DATASET ENTRIES →
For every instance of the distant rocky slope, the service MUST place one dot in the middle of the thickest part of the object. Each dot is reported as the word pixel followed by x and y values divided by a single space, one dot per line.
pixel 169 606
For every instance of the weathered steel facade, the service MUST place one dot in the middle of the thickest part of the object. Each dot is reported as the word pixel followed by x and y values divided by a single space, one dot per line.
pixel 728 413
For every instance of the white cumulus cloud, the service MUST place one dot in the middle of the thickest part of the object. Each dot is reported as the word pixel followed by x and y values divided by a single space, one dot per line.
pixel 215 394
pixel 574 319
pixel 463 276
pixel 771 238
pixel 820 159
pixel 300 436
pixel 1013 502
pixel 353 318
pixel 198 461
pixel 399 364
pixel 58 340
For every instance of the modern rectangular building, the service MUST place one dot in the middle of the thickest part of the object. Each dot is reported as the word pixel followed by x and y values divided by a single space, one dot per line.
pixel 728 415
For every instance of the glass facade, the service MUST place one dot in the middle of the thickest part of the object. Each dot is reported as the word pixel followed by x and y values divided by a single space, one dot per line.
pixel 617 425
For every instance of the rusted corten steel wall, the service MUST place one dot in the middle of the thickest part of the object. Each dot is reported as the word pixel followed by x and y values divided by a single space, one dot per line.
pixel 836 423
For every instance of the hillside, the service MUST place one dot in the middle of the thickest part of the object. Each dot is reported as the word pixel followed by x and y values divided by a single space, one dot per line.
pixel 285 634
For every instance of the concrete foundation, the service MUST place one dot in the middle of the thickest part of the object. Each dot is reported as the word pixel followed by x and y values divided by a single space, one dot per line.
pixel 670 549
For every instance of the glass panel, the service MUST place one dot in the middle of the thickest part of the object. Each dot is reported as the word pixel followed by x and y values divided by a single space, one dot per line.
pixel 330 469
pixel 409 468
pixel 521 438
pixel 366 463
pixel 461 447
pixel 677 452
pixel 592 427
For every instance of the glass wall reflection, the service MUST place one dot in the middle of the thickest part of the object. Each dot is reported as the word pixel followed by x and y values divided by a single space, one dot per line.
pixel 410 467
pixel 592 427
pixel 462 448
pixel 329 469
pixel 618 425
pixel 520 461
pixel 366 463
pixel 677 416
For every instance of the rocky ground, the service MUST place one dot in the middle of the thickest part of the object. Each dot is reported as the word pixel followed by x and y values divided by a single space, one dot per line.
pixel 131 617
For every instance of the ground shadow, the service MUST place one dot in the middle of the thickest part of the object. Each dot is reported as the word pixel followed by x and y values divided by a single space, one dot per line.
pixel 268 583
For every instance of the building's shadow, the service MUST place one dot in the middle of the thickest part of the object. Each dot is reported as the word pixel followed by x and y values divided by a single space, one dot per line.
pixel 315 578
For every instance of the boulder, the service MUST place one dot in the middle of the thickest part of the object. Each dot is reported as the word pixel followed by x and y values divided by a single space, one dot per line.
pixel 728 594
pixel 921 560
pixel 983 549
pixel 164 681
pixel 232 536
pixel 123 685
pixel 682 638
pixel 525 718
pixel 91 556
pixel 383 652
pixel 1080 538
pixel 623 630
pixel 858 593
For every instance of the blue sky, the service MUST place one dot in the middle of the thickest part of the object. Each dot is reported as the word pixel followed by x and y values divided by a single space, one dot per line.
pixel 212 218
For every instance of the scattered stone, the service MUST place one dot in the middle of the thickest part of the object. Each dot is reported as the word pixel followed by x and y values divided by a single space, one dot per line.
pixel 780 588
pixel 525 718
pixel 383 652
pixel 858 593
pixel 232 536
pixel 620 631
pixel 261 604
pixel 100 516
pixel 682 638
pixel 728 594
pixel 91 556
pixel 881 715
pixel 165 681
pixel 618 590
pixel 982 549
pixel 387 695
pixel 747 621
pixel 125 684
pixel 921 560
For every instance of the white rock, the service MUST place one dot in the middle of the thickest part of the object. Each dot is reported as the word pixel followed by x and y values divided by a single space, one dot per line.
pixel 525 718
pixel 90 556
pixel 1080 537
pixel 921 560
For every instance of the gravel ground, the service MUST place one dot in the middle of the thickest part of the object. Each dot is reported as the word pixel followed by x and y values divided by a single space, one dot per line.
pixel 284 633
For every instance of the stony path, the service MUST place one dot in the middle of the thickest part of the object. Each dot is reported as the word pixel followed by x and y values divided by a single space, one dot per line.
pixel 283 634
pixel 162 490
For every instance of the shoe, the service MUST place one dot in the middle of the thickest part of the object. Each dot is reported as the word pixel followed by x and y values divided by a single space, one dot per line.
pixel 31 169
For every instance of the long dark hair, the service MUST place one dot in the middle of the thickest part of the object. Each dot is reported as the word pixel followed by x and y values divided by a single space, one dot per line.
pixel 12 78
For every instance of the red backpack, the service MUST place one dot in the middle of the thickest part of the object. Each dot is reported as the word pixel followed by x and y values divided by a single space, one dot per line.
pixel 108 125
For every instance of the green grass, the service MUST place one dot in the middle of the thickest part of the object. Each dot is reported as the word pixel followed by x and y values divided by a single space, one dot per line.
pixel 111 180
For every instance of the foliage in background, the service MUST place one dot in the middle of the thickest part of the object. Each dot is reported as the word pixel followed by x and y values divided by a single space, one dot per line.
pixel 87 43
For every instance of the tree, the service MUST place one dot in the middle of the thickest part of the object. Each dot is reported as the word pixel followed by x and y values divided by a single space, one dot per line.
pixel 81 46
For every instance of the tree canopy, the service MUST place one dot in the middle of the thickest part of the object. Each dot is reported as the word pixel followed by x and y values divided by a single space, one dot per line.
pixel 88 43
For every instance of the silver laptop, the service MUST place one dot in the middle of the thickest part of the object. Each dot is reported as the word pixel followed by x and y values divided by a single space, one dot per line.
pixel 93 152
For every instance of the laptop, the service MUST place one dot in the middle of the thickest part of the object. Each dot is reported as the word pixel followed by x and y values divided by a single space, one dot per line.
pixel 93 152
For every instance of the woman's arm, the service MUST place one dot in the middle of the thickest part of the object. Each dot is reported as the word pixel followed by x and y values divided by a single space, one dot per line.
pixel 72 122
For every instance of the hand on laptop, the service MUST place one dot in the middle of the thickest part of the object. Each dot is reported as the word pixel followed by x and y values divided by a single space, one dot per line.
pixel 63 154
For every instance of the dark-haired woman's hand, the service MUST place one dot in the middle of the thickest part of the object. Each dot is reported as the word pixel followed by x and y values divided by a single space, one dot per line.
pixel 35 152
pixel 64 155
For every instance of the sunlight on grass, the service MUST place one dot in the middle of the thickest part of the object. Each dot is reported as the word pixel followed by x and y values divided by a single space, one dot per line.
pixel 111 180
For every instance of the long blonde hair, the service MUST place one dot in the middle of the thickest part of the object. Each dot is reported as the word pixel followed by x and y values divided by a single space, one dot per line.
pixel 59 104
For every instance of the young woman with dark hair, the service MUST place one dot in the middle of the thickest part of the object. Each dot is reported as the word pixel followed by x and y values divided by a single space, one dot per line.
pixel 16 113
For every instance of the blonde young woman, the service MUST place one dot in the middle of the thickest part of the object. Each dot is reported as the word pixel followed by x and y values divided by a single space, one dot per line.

YOUR INSTRUCTIONS →
Reproduce all of the material above verbatim, keeping every line in its original order.

SOLUTION FOR THIS PROBLEM →
For every instance of the distant rocky slope, the service MUST place one dot in the middle of the thickest part of the object. Each dot is reported as the word pixel followed by x and y values divided by a single space, one dot per line.
pixel 169 606
For every instance of the weathered steel facade, the service MUST place one dot in the middle of the thickest part of the object. Each dot is reported as the word pixel followed by x and y values divided by a single space, one dot per line.
pixel 728 413
For every instance of the white cumulus cloud, the service MUST place one dot in the middle of the thickest part of the object. Each dot is reported as the word pixel followed by x and y values divided by a single space, one dot per line.
pixel 215 394
pixel 574 319
pixel 463 276
pixel 771 238
pixel 820 159
pixel 300 436
pixel 1013 502
pixel 353 318
pixel 198 461
pixel 399 364
pixel 58 340
For every instance of the modern rectangular building, the service MUST place one dot in the middle of the thickest part of the object. Each dot is reported as the word pixel followed by x and y values divided by a single space, one dot per line.
pixel 728 415
For every instance of the glass facade, the service MUST place one dot in the middle of the thickest part of the object. Each dot is reported as the word pixel followed by x and y values divided by a single space, one dot per line.
pixel 617 425
For every instance of the rusted corten steel wall, the service MUST place one dot in the middle of the thickest part of the object. Each dot is reported as the word pixel followed by x and y values divided by a single space, one dot per line.
pixel 836 423
For every instance of the hillside, the service MUST place one dot in the middle of the thickest part of the object. Each dot is reported as the word pixel followed by x and y values divided by a single space, one dot per line.
pixel 285 634
For every instance of the concrete foundation, the service MUST place one dot in the middle of the thickest part of the object. Each dot is reported as the word pixel followed by x and y values divided by a single space, one dot per line.
pixel 670 549
For every instance of the glass panel, the service MUST place one dot in the middle of the thickest part of the object. Each dot is reported as the word pixel followed by x and y values divided by a single space, one dot per line.
pixel 330 469
pixel 409 468
pixel 521 438
pixel 366 463
pixel 461 447
pixel 677 452
pixel 592 427
For every instance of the glass wall reflection, the service MUST place one dot in the middle of the thickest part of the object. Each dot is reported as the word pixel followed by x and y values divided by a single space, one dot per line.
pixel 410 467
pixel 592 427
pixel 462 448
pixel 329 469
pixel 618 425
pixel 520 461
pixel 366 463
pixel 677 416
For every instance of the rocky ground, the service MUST place one dot in the middle of the thickest part of the object. Each dot is reported as the word pixel followed by x and y values divided by a single space, one dot per line.
pixel 131 617
For every instance of the ground shadow, the service MUST place one dot in the middle of the thickest part of the object. Each dot is reported as the word pixel followed by x and y values divided by a single space, one dot per line.
pixel 268 583
For every instance of the building's shadow, the service MUST place one dot in the middle of the thickest part of the object. Each dot is reported as the word pixel followed by x and y values divided by a single space, one dot per line.
pixel 315 578
For every instance of the boulder, the service MUST place one dot in the middle of the thickest part of the object. Each dot is reported as the word pixel followed by x and y values divided by a single space, one dot per line.
pixel 728 594
pixel 921 560
pixel 983 549
pixel 164 681
pixel 232 536
pixel 123 685
pixel 682 638
pixel 525 718
pixel 91 556
pixel 383 652
pixel 1080 538
pixel 623 630
pixel 858 593
For every instance of the blue sky, the service MUST place one dot in the middle of the thickest part of the object. Each dot is reported as the word pixel followed by x and y values divided by a single space, one dot per line.
pixel 212 218
For every instance of the scattered stone, the service MUST place one dot in the middle of the thickest part of the object. Each dot is reported as the word pixel followed by x and y values divided by a single space, one dot per line.
pixel 780 588
pixel 525 718
pixel 383 652
pixel 858 593
pixel 232 536
pixel 620 631
pixel 261 604
pixel 100 516
pixel 682 638
pixel 728 594
pixel 91 556
pixel 881 715
pixel 165 681
pixel 618 590
pixel 982 549
pixel 387 695
pixel 747 621
pixel 125 684
pixel 921 560
For every instance of the white rock, the service MUST place one dot in the middle of the thickest part of the object. Each dot is reported as the word pixel followed by x and y values divided by a single space, one dot per line.
pixel 525 718
pixel 90 556
pixel 1080 537
pixel 921 560
For every instance of the gravel ground, the service MUST place one dot in the middle of the thickest part of the object. Each dot is reported as the word pixel followed by x and y values divided by a single space, one dot per line.
pixel 284 633
For every instance of the stony path, the service MUST place one dot in the middle of the thickest part of the object. Each dot is reported as the word pixel followed by x and y values divided by a single space, one dot per line.
pixel 283 634
pixel 162 490
For every instance of the shoe, the service MUST place one dot in the middle of the thickest part of the object. Each dot is reported as the word pixel followed by x and y values divided by a single space, one dot per line.
pixel 31 169
For every instance of the long dark hair, the service MUST place one dot in the middle of the thickest part of the object. Each dot is reported as the word pixel followed by x and y values divided by a single space, one dot per line.
pixel 12 78
For every instance of the red backpack, the service MUST place one dot in the middle of the thickest part of the object. Each dot is reported as the word pixel followed by x and y values divided by a single space, one dot per line.
pixel 108 125
For every instance of the green grass, the service MUST place one dot in the middle of the thickest part of the object. Each dot is reported as the word pixel followed by x and y values divided by a single space, one dot per line.
pixel 111 180
For every instance of the foliage in background, the service MUST place one dot in the middle of the thickest part of the object. Each dot is reported as the word pixel followed by x and y values divided by a single space, one dot per line.
pixel 87 43
For every instance of the tree, the service MUST place one dot in the middle of the thickest part of the object. Each dot is reported as the word pixel followed by x and y values divided by a single space, one dot per line.
pixel 81 46
For every instance of the tree canopy, the service MUST place one dot in the middle of the thickest part of the object. Each dot is reported as the word pixel followed by x and y values divided by a single space, one dot per line.
pixel 88 43
For every instance of the silver laptop, the service MUST place one dot in the middle of the thickest part of the object. Each dot is reported as the word pixel followed by x and y values divided by a single space, one dot per line.
pixel 93 152
For every instance of the laptop, the service MUST place one dot in the middle of the thickest part of the object. Each dot is reported as the word pixel followed by x and y values divided by a single space, one dot per line.
pixel 93 152
For every instance of the woman's arm, the service MUST place one dot in the middle of the thickest part of the object. Each dot is reported as the word pixel followed by x and y values divided by a single space, one dot per line.
pixel 72 122
For every instance of the hand on laptop, the service MUST place one dot in the middle of the thickest part of the object. Each dot is reported as the word pixel followed by x and y values divided by a single space, one dot per line.
pixel 63 154
For every instance of the dark-haired woman's hand, the service MUST place one dot in the middle of the thickest part of the object. Each dot is reported as the word pixel followed by x and y values divided by a single space, one dot per line.
pixel 35 152
pixel 64 155
For every instance of the sunlight on grass, the service MUST place one dot in the middle of the thickest part of the object. Each dot is reported as the word pixel followed by x and y values divided by a single space, one dot per line.
pixel 111 180
For every instance of the long blonde hair, the service MUST place one dot in the middle of the thickest part of the object. Each dot is reported as the word pixel followed by x and y values divided by a single space, one dot per line.
pixel 59 104
For every instance of the young woman with dark hair, the service MUST place one dot in the middle of the thickest part of the object. Each dot is reported as the word pixel followed by x and y values divided by a single space, one dot per line.
pixel 16 113
For every instance of the blonde young woman, the service MUST place one dot in the middle of the thickest part of the object. Each dot is reported as the word pixel followed by x and y values divided by a single space, one dot per line.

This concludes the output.